■ **Data rows**:

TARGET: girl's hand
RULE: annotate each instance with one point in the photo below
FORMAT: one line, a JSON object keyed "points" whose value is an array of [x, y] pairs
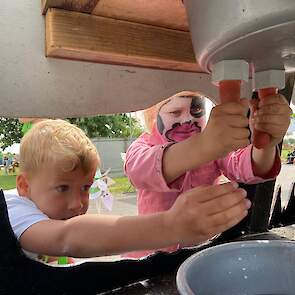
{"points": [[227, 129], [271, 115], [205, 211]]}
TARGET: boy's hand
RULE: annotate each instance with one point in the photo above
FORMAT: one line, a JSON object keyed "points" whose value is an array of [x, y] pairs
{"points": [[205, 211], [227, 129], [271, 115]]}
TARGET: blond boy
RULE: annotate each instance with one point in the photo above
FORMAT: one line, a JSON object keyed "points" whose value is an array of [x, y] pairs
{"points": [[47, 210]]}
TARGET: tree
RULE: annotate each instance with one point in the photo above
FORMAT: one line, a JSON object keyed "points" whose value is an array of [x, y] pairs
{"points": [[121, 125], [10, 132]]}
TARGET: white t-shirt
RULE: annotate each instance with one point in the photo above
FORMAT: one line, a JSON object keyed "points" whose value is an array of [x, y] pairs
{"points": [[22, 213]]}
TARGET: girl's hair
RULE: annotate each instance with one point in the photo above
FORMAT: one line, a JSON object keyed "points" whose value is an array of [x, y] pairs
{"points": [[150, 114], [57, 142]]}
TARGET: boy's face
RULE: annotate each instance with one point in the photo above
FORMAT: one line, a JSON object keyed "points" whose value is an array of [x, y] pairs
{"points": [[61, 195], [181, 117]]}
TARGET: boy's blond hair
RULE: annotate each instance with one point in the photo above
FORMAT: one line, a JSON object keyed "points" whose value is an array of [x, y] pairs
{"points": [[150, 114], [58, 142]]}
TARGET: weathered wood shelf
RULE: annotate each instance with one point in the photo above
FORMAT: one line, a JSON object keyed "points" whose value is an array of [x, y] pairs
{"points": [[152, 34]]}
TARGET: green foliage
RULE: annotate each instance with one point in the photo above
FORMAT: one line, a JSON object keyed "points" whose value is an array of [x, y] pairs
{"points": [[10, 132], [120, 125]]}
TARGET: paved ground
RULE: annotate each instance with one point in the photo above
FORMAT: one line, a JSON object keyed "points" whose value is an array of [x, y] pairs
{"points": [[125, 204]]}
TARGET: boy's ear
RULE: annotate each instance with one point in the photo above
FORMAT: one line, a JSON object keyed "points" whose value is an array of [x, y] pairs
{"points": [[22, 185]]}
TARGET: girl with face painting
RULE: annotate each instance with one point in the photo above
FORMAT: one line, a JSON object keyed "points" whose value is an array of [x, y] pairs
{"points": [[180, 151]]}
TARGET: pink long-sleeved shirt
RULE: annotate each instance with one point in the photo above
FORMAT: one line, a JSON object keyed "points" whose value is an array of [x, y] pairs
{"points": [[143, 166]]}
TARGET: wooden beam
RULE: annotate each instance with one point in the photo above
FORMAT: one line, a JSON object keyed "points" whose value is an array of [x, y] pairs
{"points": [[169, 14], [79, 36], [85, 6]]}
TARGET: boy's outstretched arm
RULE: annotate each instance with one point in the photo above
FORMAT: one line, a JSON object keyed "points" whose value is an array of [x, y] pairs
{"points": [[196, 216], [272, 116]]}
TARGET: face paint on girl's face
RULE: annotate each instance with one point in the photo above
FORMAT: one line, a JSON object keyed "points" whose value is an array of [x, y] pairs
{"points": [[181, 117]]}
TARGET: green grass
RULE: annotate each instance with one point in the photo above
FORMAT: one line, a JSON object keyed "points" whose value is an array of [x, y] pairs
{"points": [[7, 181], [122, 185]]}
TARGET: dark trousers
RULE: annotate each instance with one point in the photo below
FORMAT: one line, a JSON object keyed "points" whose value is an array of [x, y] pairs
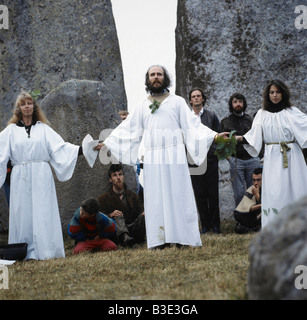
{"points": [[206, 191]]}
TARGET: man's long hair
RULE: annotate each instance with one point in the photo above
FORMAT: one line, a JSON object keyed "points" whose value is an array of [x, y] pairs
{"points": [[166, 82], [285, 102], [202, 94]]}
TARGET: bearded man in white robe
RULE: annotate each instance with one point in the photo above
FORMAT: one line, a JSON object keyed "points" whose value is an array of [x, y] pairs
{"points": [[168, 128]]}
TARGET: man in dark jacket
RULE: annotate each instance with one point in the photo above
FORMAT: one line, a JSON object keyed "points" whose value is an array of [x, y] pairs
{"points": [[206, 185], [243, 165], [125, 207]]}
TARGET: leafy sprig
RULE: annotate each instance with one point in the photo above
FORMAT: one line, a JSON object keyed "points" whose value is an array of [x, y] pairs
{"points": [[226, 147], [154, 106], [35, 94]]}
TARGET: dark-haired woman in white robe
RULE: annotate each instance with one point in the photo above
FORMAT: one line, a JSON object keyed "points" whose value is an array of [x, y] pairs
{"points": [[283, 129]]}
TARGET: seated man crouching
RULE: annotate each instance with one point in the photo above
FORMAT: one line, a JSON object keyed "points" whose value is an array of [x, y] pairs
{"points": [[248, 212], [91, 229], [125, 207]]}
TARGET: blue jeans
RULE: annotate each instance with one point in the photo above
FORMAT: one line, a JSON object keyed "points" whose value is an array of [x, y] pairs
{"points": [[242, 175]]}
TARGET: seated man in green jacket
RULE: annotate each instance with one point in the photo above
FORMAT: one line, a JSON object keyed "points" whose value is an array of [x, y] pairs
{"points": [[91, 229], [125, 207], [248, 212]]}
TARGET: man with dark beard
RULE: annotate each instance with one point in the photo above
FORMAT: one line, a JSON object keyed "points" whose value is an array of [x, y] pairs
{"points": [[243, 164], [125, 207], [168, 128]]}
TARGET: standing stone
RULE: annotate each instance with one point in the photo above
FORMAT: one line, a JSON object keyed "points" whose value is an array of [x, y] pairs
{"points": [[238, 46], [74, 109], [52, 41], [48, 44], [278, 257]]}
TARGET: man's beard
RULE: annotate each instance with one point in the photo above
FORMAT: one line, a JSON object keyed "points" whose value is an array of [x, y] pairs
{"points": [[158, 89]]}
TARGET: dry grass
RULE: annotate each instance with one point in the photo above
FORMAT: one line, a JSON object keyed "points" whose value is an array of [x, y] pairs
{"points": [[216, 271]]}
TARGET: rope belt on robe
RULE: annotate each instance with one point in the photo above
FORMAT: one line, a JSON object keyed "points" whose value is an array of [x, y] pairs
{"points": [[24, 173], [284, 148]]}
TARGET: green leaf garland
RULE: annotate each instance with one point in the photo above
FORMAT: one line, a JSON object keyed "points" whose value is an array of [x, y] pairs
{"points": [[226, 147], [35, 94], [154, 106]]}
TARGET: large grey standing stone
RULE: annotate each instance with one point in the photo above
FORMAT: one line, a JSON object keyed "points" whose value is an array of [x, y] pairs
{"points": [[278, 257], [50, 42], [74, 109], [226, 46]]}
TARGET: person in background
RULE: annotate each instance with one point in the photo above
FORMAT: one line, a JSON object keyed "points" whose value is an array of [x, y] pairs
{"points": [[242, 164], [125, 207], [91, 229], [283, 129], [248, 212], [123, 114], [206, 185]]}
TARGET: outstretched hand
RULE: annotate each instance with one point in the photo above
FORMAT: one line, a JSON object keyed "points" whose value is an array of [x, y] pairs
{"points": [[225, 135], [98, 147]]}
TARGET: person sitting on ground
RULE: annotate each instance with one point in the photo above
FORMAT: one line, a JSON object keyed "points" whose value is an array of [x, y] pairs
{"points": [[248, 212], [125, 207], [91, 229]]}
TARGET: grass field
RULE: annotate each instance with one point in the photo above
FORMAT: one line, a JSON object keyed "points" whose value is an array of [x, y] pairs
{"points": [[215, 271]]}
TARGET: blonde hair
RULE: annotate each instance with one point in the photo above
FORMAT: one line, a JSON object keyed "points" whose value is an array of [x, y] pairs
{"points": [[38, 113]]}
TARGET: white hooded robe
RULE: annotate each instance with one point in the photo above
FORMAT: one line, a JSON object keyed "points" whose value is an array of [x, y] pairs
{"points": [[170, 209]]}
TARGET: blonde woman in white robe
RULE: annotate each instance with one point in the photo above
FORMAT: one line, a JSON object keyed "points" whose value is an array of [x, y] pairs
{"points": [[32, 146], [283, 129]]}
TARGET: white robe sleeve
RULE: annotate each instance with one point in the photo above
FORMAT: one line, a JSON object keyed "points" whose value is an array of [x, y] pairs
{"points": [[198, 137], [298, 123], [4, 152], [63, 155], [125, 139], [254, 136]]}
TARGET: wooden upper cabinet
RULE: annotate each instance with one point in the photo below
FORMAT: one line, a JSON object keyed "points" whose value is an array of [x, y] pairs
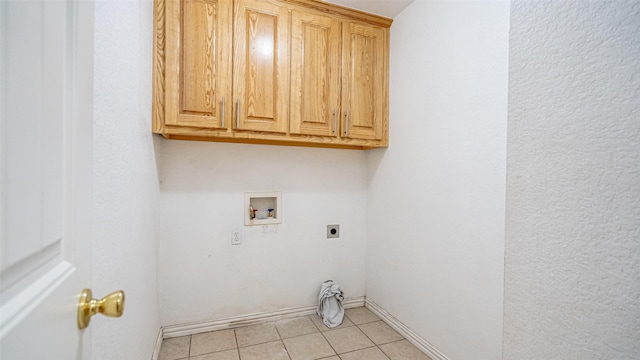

■ **Required work**: Output as a numbered list every line from the one containing "TARGET: blonde hair" through the final line, both ends included, with blank lines omitted. Leave the pictures out of the answer.

■ **Written solution**:
1. TARGET: blonde hair
2. RULE: annotate each instance with one point in the photo above
3. FORMAT: one line, a JSON object keyed "points" whose value is an array of [x, y] pairs
4. {"points": [[38, 113]]}
5. TARGET: white hooded robe
6. RULE: annotate each instance with one point in the photo above
7. FORMAT: one line, a JSON object keyed "points" whose value is an array of [x, y] pairs
8. {"points": [[170, 209]]}
9. TARGET: blonde woman in white robe
10. RULE: annotate each instance with one point in the photo above
11. FORMAT: one line, a JSON object keyed "points" whose value is an array of [x, y] pairs
12. {"points": [[32, 146], [283, 129]]}
13. TARGET: white robe sleeve
14. RULE: annotate each instance with one point in the photo above
15. FORMAT: one line, a JSON object keyed "points" whose value is an array of [x, y] pairs
16. {"points": [[198, 137], [298, 123], [4, 152], [63, 155], [125, 139], [254, 136]]}
17. TARGET: wooden upper cabinet
18. RULE: annotate each instance with one point in the photo below
19. FORMAT: one line, a JSON object keyed "points" whose value is an array of [x, y] pairs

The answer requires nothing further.